_WHAT NEEDS TO BE DONE:_ The pictures must be left out, while the rest of the data is copied exactly.

[[ DATASET EXTRACT open ]]

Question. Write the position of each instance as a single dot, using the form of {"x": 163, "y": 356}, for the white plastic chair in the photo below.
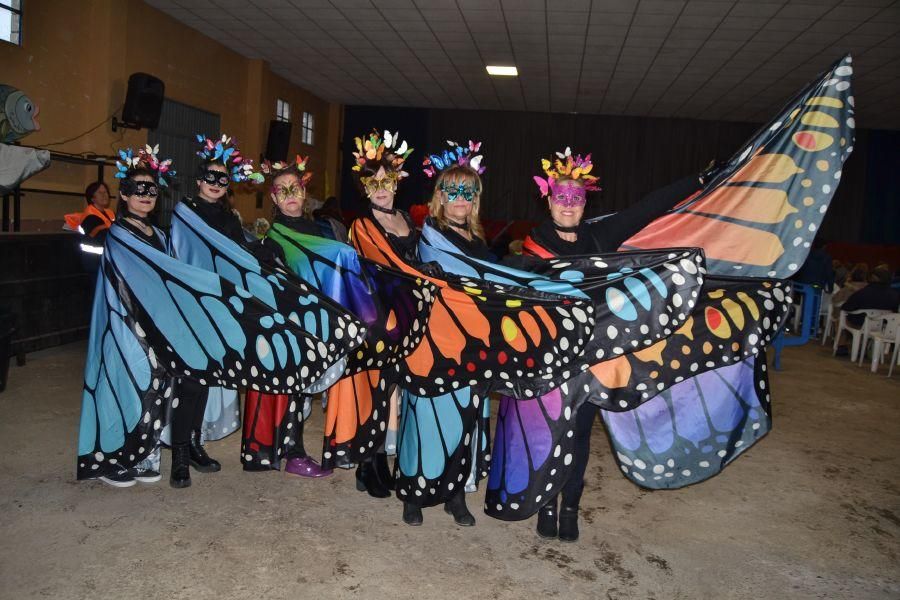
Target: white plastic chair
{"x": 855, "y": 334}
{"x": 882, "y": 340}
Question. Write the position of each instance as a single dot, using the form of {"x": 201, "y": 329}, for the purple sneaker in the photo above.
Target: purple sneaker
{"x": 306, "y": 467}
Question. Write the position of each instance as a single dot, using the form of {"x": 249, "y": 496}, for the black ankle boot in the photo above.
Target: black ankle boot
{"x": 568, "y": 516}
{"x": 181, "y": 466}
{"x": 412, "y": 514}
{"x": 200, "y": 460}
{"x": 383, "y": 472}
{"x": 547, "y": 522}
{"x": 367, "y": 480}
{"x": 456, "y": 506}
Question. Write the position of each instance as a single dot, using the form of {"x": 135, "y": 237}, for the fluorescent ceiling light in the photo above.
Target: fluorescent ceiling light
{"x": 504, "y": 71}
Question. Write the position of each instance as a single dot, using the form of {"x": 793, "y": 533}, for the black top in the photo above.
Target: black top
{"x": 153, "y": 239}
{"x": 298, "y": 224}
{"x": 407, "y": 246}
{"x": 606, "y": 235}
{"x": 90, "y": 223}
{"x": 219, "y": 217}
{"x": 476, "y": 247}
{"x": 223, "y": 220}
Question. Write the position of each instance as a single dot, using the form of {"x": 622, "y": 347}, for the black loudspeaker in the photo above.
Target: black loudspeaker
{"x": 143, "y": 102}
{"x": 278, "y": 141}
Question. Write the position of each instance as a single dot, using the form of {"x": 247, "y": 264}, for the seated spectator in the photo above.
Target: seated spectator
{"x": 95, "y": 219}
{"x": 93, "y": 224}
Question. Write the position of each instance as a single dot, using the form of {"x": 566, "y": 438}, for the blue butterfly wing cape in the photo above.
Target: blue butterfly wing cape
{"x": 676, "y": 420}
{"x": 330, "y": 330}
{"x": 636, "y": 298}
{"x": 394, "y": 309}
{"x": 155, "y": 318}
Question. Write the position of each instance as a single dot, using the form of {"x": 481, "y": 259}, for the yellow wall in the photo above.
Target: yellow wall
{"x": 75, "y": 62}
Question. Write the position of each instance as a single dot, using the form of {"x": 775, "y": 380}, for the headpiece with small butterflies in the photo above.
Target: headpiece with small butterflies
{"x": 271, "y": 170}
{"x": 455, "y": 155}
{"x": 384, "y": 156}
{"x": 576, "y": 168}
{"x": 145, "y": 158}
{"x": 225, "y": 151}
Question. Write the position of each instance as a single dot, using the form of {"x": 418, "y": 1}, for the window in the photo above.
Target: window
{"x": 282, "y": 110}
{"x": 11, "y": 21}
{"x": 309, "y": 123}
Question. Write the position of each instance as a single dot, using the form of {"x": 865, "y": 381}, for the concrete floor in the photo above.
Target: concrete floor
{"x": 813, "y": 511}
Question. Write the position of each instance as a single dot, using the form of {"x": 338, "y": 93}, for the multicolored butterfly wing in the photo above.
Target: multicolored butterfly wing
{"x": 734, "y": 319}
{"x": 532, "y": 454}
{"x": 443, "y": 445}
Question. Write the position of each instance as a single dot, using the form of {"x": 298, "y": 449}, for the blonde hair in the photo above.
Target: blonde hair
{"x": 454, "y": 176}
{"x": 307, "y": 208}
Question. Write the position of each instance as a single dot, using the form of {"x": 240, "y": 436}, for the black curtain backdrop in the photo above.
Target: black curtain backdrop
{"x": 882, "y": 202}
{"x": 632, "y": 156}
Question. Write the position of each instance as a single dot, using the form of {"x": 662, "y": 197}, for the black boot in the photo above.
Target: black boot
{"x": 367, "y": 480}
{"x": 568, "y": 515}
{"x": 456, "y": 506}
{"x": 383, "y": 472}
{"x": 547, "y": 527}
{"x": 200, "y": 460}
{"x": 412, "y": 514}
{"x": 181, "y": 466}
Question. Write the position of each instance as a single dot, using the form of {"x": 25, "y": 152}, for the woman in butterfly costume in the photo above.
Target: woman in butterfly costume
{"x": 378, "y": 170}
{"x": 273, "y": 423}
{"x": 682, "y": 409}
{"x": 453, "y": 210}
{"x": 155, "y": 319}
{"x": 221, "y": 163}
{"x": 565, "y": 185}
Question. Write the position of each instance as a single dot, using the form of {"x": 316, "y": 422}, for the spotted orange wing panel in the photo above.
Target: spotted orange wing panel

[[ DATASET EXTRACT closed ]]

_RESPONSE TO THIS TASK:_
Question. Write the position of each instance as a single dot, using the form of {"x": 163, "y": 356}, for the white plastic chair in the photo below.
Target: white plastic chair
{"x": 855, "y": 334}
{"x": 882, "y": 340}
Question. Write the position of each instance as a single dot, using the form of {"x": 201, "y": 329}, for the purple sneaker in the photo above.
Target: purple sneaker
{"x": 306, "y": 467}
Question. Write the position of each instance as a single dot, using the form of {"x": 249, "y": 496}, for the black ankle boot in the photo above.
Target: black ankle boot
{"x": 568, "y": 516}
{"x": 181, "y": 466}
{"x": 412, "y": 514}
{"x": 200, "y": 460}
{"x": 383, "y": 472}
{"x": 547, "y": 522}
{"x": 367, "y": 480}
{"x": 456, "y": 506}
Question. Write the position of each instance as a single dot, using the form of {"x": 135, "y": 237}, for the fluorescent ceiling light in the photo above.
Target: fluorescent ceiling light
{"x": 504, "y": 71}
Question. Write the position of each instance as a single dot, using the form of {"x": 793, "y": 533}, for the black top in the photo above.
Target: black top
{"x": 153, "y": 239}
{"x": 298, "y": 224}
{"x": 407, "y": 246}
{"x": 606, "y": 235}
{"x": 90, "y": 223}
{"x": 219, "y": 217}
{"x": 476, "y": 247}
{"x": 223, "y": 220}
Question. Write the position of each instance as a single dot, using the form of {"x": 622, "y": 347}, for the black loudspeaker in the photo above.
Target: black loudspeaker
{"x": 143, "y": 102}
{"x": 278, "y": 141}
Question. Write the position of each instance as a single dot, using the form of {"x": 247, "y": 264}, for the seated spectator in the photo above.
Target: seated spectator
{"x": 95, "y": 219}
{"x": 93, "y": 224}
Question. Write the position of each instance as a single dot, using the form of {"x": 566, "y": 438}, for the blue butterfly wing cape in the photo above.
Target: blue butterfly wing cape
{"x": 676, "y": 420}
{"x": 330, "y": 330}
{"x": 636, "y": 298}
{"x": 394, "y": 309}
{"x": 155, "y": 318}
Question. Write the position of each instance as a single dot, using the form of {"x": 481, "y": 259}, for the yellow wall in the photo above.
Target: yellow wall
{"x": 75, "y": 62}
Question. Write the position of each instance as a single dot, using the form of {"x": 775, "y": 380}, for the headpiece with small butterflies in the photo above.
Target: headpiece with small butterflies
{"x": 271, "y": 170}
{"x": 455, "y": 155}
{"x": 384, "y": 156}
{"x": 576, "y": 168}
{"x": 145, "y": 158}
{"x": 225, "y": 151}
Question. Write the position of each instance as a single dot, using the form of {"x": 418, "y": 1}, for the window in the photo above.
Target: window
{"x": 282, "y": 110}
{"x": 11, "y": 21}
{"x": 309, "y": 123}
Question. Write the position of each instance as a single dot, using the form of {"x": 865, "y": 381}, for the concrete floor in the photo above.
Target: concrete floor
{"x": 813, "y": 511}
Question. Write the position of each instance as a single dot, using the form of {"x": 338, "y": 93}, for the multicolored butterfly wing in the photo above.
Target: multicolored butterfly wing
{"x": 734, "y": 319}
{"x": 532, "y": 454}
{"x": 443, "y": 445}
Question. Write the position of each instance as a single dot, using the form of {"x": 298, "y": 449}, for the blonde hair in the photo above.
Target: blonde hair
{"x": 454, "y": 176}
{"x": 307, "y": 208}
Question. Write the position of each instance as a single dot, using the form of {"x": 240, "y": 436}, for the black curtain backdrop in the photo above.
Target: black curtain backdrop
{"x": 882, "y": 202}
{"x": 632, "y": 156}
Question. Write the position of each instance as a single dot, using the form of {"x": 662, "y": 197}, for the black boot in the photo above.
Target: black boot
{"x": 367, "y": 480}
{"x": 568, "y": 515}
{"x": 456, "y": 506}
{"x": 383, "y": 472}
{"x": 547, "y": 527}
{"x": 200, "y": 460}
{"x": 412, "y": 514}
{"x": 181, "y": 466}
Question. Write the position of each instance as a single dot, using the form of {"x": 25, "y": 152}, for the woman in butterfly costume in the photo above.
Target: woman in butterfly costume
{"x": 378, "y": 170}
{"x": 273, "y": 423}
{"x": 682, "y": 409}
{"x": 453, "y": 210}
{"x": 155, "y": 319}
{"x": 221, "y": 163}
{"x": 565, "y": 185}
Question. Write the position of each instance as a single dot, using the form of {"x": 316, "y": 422}, for the spotted orange wing panel in the photo above.
Target: spotted orange wing panel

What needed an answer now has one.